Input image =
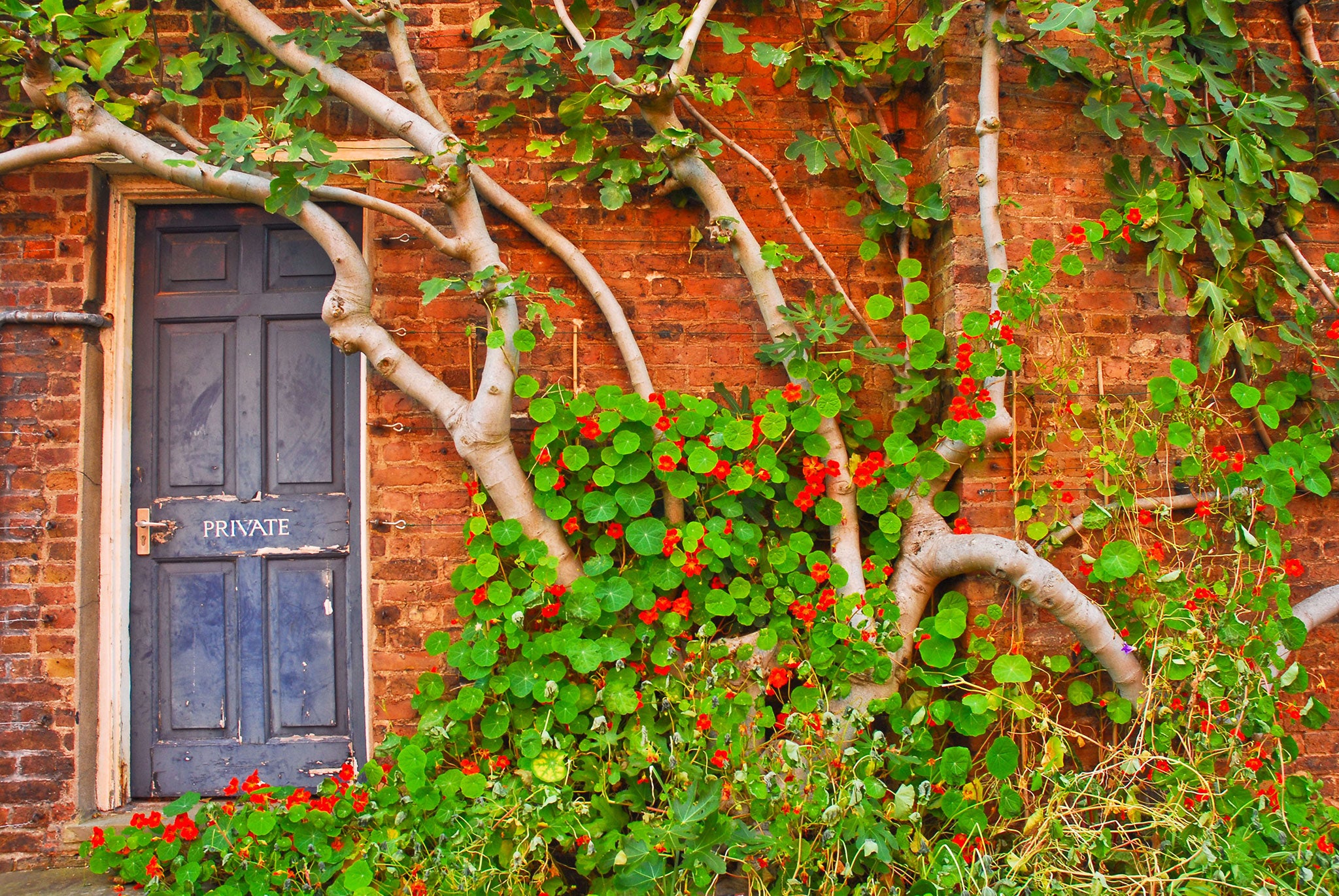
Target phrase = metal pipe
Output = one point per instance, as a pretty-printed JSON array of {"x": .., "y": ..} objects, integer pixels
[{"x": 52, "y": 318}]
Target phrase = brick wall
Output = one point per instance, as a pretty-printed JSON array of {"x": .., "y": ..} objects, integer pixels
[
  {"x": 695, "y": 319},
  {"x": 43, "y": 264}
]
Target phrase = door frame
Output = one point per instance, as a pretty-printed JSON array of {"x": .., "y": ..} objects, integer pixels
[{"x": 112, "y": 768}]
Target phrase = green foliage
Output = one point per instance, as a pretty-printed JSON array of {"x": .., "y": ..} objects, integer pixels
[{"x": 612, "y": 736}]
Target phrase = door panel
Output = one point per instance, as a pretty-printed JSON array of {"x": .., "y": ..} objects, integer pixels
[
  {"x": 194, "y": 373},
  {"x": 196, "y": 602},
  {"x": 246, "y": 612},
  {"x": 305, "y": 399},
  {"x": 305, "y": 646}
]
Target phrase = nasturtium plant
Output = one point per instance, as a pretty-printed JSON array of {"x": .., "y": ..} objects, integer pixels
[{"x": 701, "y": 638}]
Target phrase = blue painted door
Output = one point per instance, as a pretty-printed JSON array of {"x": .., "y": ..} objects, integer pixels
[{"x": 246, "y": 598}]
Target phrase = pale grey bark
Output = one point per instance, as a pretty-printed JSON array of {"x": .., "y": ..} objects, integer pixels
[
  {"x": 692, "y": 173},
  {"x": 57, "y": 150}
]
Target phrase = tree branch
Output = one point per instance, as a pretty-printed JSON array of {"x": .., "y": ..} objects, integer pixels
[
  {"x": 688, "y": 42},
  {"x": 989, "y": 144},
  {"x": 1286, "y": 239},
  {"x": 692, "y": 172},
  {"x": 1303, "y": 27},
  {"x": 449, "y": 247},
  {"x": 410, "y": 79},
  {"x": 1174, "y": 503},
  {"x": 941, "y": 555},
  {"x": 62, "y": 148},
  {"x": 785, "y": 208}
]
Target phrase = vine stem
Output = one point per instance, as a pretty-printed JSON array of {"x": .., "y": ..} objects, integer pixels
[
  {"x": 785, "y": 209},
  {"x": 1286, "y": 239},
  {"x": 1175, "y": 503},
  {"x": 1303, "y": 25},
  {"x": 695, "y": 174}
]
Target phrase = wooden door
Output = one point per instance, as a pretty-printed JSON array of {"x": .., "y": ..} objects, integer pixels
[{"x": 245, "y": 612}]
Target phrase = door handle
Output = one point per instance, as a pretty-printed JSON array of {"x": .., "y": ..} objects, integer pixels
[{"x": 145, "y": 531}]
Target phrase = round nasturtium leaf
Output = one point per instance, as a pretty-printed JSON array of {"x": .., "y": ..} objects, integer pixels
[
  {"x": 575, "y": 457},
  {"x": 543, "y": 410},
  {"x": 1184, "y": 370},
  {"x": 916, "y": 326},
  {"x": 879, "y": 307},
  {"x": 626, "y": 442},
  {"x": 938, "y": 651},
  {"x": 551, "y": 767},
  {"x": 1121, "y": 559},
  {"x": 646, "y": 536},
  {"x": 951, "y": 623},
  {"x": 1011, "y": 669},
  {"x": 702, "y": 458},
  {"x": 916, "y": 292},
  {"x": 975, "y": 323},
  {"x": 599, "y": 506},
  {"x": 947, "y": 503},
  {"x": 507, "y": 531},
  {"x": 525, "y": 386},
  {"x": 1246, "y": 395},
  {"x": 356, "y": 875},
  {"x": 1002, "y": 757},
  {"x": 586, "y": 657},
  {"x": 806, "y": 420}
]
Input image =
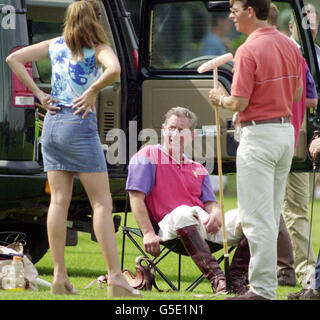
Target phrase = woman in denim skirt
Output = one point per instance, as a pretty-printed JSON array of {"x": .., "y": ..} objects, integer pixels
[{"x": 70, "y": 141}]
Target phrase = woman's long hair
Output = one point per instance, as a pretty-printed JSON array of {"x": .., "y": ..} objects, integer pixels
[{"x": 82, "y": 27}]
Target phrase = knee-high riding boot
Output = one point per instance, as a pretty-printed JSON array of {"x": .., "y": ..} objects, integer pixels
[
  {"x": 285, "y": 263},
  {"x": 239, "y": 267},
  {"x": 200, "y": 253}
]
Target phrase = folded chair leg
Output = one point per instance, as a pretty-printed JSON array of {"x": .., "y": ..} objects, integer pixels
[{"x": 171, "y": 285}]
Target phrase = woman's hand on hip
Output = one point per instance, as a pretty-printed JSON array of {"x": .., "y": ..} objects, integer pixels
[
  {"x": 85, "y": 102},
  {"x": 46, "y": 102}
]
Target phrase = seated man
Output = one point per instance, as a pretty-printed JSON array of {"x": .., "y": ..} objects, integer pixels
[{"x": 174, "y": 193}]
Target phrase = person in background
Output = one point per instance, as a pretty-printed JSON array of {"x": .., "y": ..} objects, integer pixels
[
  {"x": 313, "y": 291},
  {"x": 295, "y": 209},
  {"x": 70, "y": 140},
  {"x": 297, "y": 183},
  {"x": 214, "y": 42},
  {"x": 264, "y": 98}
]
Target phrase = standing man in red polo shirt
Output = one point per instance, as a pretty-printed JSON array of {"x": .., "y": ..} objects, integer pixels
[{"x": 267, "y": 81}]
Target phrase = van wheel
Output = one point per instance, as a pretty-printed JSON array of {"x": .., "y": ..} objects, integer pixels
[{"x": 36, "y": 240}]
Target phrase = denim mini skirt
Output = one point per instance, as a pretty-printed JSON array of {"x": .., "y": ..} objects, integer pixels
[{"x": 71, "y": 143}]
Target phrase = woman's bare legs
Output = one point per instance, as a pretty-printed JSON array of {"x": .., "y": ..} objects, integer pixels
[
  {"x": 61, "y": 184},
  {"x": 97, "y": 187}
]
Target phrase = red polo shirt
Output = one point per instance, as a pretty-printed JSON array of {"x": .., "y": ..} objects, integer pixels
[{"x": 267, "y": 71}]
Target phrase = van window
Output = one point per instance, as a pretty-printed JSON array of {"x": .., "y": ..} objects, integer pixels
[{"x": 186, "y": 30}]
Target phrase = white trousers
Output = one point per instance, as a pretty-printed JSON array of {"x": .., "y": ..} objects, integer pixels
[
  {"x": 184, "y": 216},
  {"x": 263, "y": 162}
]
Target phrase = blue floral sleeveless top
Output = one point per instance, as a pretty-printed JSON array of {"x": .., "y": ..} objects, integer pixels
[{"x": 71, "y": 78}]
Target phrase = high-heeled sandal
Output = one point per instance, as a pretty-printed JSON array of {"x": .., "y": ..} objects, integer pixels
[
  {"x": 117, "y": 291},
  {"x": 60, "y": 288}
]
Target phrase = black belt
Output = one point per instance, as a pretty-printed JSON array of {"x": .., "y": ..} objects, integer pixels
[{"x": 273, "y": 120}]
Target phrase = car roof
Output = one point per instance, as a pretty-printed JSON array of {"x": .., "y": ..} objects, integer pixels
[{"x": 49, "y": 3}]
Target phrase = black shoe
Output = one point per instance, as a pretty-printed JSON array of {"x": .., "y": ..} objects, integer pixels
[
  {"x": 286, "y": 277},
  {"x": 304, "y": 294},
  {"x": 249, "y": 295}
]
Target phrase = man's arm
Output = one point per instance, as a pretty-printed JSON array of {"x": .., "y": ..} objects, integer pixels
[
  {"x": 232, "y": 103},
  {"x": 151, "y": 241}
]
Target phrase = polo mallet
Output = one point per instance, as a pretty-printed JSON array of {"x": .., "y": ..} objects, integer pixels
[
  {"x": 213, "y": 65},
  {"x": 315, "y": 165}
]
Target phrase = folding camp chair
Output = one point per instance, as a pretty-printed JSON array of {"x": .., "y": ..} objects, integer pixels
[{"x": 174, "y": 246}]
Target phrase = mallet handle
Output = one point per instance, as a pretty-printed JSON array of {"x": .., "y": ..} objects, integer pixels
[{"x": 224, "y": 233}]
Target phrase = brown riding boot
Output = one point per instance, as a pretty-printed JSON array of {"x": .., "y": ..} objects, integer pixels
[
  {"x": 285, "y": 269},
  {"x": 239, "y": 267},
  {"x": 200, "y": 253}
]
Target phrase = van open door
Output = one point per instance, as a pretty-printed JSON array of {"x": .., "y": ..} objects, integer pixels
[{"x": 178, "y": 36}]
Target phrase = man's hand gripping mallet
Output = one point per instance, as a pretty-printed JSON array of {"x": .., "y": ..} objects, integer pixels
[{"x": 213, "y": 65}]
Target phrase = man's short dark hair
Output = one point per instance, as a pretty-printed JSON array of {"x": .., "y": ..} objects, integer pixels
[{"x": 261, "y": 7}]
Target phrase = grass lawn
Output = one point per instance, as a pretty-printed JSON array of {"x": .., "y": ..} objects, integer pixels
----------
= Problem details =
From the line that contains "Target phrase = black shoe" down to the last line of the listing above, repeat each line exactly, and include nothing else.

= Exercise result =
Target phrase = black shoe
Output = one point per instance, as a pretty-printed JSON array of {"x": .., "y": ..} objects, integer pixels
[
  {"x": 286, "y": 277},
  {"x": 304, "y": 294},
  {"x": 249, "y": 295}
]
Target phrase = man's arm
Output = one point per instance, as a pretty-printed JSON array of {"x": .., "y": ..} objects, integer pixels
[
  {"x": 232, "y": 103},
  {"x": 151, "y": 241}
]
Target phrase = polo mallet
Output = one point per instance, as a pretty-printed JSON array of {"x": .., "y": ..} objects, integer pixels
[
  {"x": 213, "y": 65},
  {"x": 315, "y": 165}
]
Target phrase = folding camp chair
Output = one point per instance, as a pretty-printed JSON array of {"x": .., "y": ..} objects, integer pixels
[{"x": 174, "y": 246}]
Target phrase = mallet handle
Output = one point per instance, as a pretty-printed JSON array of {"x": .., "y": ..} objects, integer pixels
[{"x": 224, "y": 233}]
Target phrase = brown riding boot
Output = one point per instance, as a pretty-printed JSON array of {"x": .., "y": ..} objects, integer pixels
[
  {"x": 285, "y": 269},
  {"x": 239, "y": 267},
  {"x": 200, "y": 253}
]
Target phrase = van open door
Output = one point per instance, as a pretty-printed JSON array of {"x": .., "y": ..} objects, integer pixels
[{"x": 178, "y": 36}]
Target phrase = man's hand gripping mallet
Output = one point per instance, as a pretty-printed JSON array of {"x": .., "y": ..} objects, integer pixels
[{"x": 213, "y": 65}]
Target phrase = man's short dark hair
Output = one point per instance, as a pretty-printed JSON array of {"x": .., "y": ..} objects, integer pixels
[{"x": 261, "y": 7}]
Target phrase = grass lawn
Output = one point per instance, as a pretty-printed JSON array of {"x": .., "y": ..} objects, integer pixels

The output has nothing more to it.